• [Exercise material]:
+++

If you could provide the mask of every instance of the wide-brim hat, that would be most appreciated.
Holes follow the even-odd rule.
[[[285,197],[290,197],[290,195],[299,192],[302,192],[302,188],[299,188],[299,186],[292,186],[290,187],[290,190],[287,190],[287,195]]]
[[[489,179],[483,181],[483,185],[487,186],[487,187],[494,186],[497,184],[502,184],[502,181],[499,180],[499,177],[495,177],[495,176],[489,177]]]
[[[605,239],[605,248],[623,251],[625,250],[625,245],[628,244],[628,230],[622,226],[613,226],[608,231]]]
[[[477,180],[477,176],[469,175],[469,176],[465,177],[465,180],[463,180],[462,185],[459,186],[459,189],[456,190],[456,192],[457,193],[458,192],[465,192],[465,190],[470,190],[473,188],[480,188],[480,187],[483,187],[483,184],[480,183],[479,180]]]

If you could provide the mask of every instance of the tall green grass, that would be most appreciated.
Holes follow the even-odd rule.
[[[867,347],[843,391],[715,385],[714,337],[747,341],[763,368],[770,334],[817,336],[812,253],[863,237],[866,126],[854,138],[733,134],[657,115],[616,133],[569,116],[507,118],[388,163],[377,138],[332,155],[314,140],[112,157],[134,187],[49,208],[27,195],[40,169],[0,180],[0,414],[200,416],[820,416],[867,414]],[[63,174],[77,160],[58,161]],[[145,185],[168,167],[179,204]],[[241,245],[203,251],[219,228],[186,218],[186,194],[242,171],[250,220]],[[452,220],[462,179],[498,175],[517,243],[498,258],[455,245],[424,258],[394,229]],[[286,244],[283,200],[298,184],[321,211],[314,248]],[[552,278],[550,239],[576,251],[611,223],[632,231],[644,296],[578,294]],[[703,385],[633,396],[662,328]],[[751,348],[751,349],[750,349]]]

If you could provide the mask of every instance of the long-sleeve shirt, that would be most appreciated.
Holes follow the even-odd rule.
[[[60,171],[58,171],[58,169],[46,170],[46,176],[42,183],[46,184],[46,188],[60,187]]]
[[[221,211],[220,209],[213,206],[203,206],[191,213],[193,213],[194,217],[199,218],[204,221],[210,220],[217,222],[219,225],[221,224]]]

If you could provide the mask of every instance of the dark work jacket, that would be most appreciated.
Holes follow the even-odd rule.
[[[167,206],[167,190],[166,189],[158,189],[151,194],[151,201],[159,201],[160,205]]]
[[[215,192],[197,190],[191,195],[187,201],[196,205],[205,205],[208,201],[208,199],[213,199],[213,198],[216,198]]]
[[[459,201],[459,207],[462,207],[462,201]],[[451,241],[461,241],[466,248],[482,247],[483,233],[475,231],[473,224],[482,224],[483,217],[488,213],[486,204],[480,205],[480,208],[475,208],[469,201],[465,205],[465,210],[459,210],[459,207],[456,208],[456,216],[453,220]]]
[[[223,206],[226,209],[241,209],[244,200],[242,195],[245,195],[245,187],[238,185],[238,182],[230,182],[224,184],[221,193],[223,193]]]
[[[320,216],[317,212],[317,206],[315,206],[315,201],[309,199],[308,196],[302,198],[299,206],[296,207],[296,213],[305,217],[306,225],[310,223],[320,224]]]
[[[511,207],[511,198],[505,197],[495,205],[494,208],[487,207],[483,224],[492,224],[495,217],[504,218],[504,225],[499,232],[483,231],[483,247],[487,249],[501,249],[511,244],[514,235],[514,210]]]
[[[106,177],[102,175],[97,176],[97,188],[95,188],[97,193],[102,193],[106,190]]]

+++

• [Objective]:
Reproduce every line of the listing above verbatim, with no changes.

• [Answer]:
If you could provide the mask of every instance of the wide-brim hat, that would be most appreciated.
Holes follow the even-odd rule.
[[[285,197],[290,197],[290,195],[299,192],[302,192],[302,188],[299,188],[299,186],[292,186],[290,187],[290,190],[287,190],[287,195]]]
[[[489,179],[483,181],[483,185],[487,186],[487,187],[494,186],[497,184],[502,184],[502,181],[499,180],[499,177],[495,177],[495,176],[489,177]]]
[[[605,239],[605,248],[623,251],[625,250],[625,245],[628,244],[628,230],[622,226],[613,226],[608,231]]]
[[[477,180],[477,176],[469,175],[469,176],[465,177],[465,180],[463,180],[462,185],[459,186],[459,189],[456,190],[456,192],[457,193],[458,192],[465,192],[465,190],[470,190],[473,188],[480,188],[480,187],[483,187],[483,184],[480,183],[479,180]]]

If you could provide the mask of every instance of the tall green grass, that would be most appreciated.
Holes follow the even-odd rule.
[[[867,347],[843,391],[715,385],[714,337],[747,341],[763,368],[770,334],[817,336],[812,253],[863,237],[866,126],[854,138],[733,134],[657,115],[616,133],[569,116],[507,118],[388,163],[377,138],[332,155],[314,140],[112,157],[134,187],[49,208],[27,195],[40,169],[0,180],[0,414],[200,416],[820,416],[867,414]],[[63,174],[77,160],[58,161]],[[145,185],[168,167],[179,204]],[[241,245],[203,251],[219,228],[186,218],[186,194],[242,171],[250,220]],[[452,220],[462,179],[498,175],[517,243],[498,258],[455,245],[424,258],[394,229]],[[286,244],[283,200],[298,184],[321,211],[314,248]],[[552,278],[550,239],[576,251],[611,223],[632,231],[644,296],[578,294]],[[703,385],[633,396],[662,328]],[[751,348],[751,349],[750,349]]]

If you could provide the mask of every instance of the long-sleeve shirt, that would be most appreciated.
Holes follow the even-odd rule.
[[[60,171],[58,171],[58,169],[46,170],[46,176],[42,183],[46,184],[46,188],[60,187]]]
[[[221,211],[220,209],[213,206],[203,206],[191,213],[193,213],[194,217],[199,218],[204,221],[210,220],[217,222],[219,225],[221,224]]]

If you could provide the mask of every instance of the dark work jacket, that would be most appreciated.
Holes follow the even-odd rule.
[[[167,206],[167,190],[166,189],[158,189],[151,194],[151,201],[159,201],[160,205]]]
[[[215,192],[197,190],[191,195],[187,201],[196,205],[205,205],[208,201],[208,199],[213,199],[213,198],[216,198]]]
[[[459,201],[459,207],[462,207],[462,201]],[[451,241],[461,241],[466,248],[482,247],[483,233],[475,231],[473,224],[482,224],[483,217],[488,213],[486,204],[480,205],[480,208],[475,208],[469,201],[465,205],[465,210],[459,210],[459,207],[456,208],[456,216],[453,220]]]
[[[223,206],[226,209],[241,209],[244,200],[242,195],[245,195],[245,187],[238,185],[238,182],[230,182],[224,184],[221,193],[223,193]]]
[[[320,216],[317,212],[317,206],[315,206],[315,201],[309,199],[308,196],[302,198],[299,206],[296,207],[296,213],[305,217],[306,225],[310,223],[320,224]]]
[[[511,207],[511,198],[505,197],[495,205],[494,208],[487,207],[483,224],[492,224],[495,217],[504,218],[504,225],[499,232],[483,231],[483,247],[487,249],[501,249],[511,244],[514,235],[514,210]]]
[[[106,177],[102,175],[97,176],[97,188],[95,188],[97,193],[102,193],[106,190]]]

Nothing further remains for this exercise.